## SUPPLIED DATA
○ ○ ○ ○ ○

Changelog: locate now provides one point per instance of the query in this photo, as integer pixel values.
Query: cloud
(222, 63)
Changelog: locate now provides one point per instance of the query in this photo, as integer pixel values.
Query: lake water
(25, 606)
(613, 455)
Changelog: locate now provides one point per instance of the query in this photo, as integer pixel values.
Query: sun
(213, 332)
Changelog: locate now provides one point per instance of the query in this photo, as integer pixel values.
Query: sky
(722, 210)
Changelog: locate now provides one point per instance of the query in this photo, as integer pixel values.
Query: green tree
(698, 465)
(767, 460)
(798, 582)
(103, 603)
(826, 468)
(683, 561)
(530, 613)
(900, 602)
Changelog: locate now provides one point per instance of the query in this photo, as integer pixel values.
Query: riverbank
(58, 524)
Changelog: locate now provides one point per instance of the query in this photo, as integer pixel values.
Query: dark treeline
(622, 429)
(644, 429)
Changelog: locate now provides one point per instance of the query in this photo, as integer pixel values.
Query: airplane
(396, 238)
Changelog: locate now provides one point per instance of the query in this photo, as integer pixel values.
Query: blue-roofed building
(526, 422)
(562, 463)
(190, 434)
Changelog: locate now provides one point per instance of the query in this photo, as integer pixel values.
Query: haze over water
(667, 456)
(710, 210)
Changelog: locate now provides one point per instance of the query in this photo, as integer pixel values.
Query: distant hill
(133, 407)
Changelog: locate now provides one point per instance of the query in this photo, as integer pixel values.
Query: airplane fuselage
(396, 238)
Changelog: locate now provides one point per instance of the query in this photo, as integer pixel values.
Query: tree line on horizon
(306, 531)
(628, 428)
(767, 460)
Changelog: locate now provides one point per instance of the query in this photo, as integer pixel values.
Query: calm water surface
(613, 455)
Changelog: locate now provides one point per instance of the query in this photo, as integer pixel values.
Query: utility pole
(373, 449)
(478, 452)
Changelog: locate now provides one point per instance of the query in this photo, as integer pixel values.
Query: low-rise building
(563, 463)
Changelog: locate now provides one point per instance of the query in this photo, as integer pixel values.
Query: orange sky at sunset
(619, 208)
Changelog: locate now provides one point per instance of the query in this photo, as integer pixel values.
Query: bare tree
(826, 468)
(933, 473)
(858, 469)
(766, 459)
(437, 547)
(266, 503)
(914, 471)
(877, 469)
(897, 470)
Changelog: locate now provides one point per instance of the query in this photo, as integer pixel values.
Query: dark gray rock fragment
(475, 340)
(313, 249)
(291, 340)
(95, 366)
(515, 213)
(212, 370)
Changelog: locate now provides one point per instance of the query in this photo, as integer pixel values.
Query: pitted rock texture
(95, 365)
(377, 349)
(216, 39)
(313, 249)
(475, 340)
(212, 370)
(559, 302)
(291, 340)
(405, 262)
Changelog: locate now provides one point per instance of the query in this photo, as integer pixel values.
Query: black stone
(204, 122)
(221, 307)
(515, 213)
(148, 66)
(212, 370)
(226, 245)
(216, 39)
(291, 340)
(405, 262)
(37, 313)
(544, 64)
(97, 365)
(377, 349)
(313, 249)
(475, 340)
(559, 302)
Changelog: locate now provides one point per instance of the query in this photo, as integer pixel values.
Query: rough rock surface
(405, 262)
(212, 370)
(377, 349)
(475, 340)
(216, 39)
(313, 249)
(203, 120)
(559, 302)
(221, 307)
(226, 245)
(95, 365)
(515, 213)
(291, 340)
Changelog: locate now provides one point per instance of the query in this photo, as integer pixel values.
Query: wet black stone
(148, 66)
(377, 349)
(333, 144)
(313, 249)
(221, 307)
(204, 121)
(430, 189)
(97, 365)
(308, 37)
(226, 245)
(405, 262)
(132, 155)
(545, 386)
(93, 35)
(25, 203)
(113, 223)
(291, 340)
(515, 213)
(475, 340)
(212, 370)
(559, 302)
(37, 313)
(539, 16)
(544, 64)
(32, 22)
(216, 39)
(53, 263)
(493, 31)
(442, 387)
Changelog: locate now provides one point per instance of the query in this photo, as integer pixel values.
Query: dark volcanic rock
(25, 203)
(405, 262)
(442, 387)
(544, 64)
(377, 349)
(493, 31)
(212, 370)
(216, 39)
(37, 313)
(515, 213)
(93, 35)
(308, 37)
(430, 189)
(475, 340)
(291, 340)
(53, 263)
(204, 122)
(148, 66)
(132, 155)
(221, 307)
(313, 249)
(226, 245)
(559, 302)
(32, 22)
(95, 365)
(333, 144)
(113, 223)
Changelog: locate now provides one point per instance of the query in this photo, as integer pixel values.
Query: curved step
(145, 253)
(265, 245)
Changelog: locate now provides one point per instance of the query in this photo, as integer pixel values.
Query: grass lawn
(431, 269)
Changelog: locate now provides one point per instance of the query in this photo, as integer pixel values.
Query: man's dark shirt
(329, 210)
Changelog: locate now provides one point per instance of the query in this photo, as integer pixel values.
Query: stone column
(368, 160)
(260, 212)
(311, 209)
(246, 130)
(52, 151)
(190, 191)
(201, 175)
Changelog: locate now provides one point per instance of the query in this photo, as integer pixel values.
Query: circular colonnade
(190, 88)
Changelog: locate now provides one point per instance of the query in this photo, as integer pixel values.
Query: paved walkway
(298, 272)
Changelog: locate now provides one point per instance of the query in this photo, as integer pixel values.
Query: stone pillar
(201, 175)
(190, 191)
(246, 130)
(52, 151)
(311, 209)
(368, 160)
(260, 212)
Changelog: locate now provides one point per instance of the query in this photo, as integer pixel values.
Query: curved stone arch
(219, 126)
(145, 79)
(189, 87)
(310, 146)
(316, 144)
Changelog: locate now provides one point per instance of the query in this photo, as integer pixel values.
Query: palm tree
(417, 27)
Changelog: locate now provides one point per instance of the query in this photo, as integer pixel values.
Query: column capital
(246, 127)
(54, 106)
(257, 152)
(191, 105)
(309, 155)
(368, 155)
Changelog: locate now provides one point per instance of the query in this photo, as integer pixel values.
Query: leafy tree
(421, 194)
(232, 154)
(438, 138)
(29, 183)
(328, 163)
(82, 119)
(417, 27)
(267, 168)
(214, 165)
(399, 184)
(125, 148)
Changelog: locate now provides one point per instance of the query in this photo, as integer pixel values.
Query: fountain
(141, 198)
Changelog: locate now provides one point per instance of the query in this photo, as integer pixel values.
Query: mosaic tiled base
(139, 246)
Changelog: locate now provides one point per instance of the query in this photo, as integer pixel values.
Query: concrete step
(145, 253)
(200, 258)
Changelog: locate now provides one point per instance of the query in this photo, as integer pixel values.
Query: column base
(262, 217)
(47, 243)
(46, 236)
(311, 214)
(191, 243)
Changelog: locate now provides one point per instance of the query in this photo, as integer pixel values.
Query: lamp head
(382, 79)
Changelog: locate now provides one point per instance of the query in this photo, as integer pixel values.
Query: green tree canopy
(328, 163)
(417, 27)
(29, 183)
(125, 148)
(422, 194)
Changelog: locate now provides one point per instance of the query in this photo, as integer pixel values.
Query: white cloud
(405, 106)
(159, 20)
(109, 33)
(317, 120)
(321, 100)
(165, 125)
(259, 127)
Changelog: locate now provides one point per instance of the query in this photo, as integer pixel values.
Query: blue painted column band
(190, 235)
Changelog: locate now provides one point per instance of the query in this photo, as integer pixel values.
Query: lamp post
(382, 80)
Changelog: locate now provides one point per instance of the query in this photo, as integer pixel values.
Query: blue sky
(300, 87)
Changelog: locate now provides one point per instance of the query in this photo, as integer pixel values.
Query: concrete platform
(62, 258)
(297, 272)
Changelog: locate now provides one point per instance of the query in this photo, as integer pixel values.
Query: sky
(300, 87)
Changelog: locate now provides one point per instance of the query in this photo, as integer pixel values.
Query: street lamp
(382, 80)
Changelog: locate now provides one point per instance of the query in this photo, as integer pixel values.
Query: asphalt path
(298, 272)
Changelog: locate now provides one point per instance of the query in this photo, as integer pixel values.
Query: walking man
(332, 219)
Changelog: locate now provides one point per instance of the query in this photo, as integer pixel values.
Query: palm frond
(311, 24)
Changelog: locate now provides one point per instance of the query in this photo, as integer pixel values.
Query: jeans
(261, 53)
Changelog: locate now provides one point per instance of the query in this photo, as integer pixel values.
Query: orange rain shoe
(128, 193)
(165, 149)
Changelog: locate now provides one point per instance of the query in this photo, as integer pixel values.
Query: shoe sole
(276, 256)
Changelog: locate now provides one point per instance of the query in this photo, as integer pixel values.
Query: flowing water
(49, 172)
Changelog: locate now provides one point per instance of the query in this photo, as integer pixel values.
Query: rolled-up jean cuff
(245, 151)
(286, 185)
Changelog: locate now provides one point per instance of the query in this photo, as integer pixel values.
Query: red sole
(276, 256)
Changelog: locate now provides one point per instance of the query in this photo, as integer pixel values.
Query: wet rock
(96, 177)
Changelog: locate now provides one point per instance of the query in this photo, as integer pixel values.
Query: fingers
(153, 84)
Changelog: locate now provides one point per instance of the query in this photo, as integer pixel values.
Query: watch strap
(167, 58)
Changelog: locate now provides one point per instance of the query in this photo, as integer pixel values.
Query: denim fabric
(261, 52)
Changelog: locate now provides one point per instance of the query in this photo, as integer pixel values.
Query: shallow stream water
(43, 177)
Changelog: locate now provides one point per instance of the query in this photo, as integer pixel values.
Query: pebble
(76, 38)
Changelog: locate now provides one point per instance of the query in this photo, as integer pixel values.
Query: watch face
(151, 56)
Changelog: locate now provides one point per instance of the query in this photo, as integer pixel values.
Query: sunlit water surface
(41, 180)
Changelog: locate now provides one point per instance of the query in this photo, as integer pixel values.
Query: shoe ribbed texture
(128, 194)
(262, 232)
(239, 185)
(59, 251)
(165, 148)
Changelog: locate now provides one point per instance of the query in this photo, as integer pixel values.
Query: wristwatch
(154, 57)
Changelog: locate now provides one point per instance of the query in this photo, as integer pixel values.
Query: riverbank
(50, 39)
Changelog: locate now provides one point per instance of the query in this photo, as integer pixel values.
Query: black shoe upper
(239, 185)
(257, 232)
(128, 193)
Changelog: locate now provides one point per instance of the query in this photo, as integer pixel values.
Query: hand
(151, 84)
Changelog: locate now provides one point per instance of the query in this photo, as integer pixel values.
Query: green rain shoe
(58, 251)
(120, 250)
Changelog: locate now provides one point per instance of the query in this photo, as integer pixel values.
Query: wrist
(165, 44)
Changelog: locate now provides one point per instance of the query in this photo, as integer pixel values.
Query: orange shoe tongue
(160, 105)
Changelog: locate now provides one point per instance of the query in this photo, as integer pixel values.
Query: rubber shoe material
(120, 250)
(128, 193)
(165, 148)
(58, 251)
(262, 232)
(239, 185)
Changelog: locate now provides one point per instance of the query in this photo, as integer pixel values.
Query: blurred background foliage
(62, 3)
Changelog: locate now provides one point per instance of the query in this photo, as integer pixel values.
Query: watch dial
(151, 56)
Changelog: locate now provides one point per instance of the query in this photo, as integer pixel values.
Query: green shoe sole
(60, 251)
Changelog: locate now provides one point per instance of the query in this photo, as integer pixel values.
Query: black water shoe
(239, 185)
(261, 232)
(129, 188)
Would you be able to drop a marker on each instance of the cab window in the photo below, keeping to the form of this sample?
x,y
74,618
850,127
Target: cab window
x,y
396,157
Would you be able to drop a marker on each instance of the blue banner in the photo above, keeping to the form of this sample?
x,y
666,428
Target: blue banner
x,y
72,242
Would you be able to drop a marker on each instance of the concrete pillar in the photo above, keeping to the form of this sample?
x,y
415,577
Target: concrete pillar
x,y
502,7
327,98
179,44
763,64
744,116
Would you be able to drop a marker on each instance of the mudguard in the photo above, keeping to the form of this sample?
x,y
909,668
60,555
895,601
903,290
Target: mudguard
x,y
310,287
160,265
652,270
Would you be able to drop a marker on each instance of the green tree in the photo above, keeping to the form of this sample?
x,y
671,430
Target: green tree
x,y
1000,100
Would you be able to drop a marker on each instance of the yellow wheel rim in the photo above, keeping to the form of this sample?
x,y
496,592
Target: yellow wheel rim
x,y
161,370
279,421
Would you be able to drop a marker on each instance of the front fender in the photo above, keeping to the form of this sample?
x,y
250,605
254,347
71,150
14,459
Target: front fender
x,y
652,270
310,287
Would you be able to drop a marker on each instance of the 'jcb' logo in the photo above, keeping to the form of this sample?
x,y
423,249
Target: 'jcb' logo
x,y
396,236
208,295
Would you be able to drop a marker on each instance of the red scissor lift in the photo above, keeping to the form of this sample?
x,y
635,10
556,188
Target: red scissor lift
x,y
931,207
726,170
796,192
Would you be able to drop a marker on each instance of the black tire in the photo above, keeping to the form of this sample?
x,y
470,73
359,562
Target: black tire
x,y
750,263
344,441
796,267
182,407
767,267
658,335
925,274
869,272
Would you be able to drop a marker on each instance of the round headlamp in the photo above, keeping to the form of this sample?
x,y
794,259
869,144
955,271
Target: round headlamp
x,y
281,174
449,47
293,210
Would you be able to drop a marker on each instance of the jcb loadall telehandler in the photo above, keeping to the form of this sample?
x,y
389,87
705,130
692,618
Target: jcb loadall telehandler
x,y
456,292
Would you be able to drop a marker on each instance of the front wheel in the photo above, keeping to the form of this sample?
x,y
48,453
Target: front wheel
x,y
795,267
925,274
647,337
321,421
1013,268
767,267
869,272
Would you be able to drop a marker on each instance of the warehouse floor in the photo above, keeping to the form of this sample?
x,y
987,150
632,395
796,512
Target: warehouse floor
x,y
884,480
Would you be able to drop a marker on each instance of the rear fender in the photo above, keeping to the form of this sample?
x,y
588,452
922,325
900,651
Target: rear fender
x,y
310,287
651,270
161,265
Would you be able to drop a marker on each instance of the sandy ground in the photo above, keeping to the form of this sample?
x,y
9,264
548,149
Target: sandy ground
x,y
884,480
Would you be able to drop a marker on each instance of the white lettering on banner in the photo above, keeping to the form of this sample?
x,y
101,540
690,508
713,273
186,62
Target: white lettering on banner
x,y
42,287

○ ○ ○ ○ ○

## WORK ITEM
Find the line that contains "of the warehouse". Copy it and every line after it to the end of the records, exactly, and nothing more.

## WRITTEN ANSWER
Would you be able to drop a marker on each instance of the warehouse floor in the photo above, keeping to the form of this sample?
x,y
987,150
632,395
796,512
Target: warehouse floor
x,y
884,480
Would you be able to drop a marker on each instance of the rear fender in the photo above, keeping to the form of this sample?
x,y
588,452
922,325
900,651
Target: rear fender
x,y
310,287
651,270
161,265
Would you be able to drop a marker on each instance of the sandy ground in the photo above, keeping to the form of this sample?
x,y
9,264
548,149
Target: sandy ground
x,y
884,480
Would you be able to drop a marker on each instance of the white lettering on banner in the photo above, keeping to the form of this sample?
x,y
101,540
690,508
713,273
186,62
Target: white lettering on banner
x,y
42,287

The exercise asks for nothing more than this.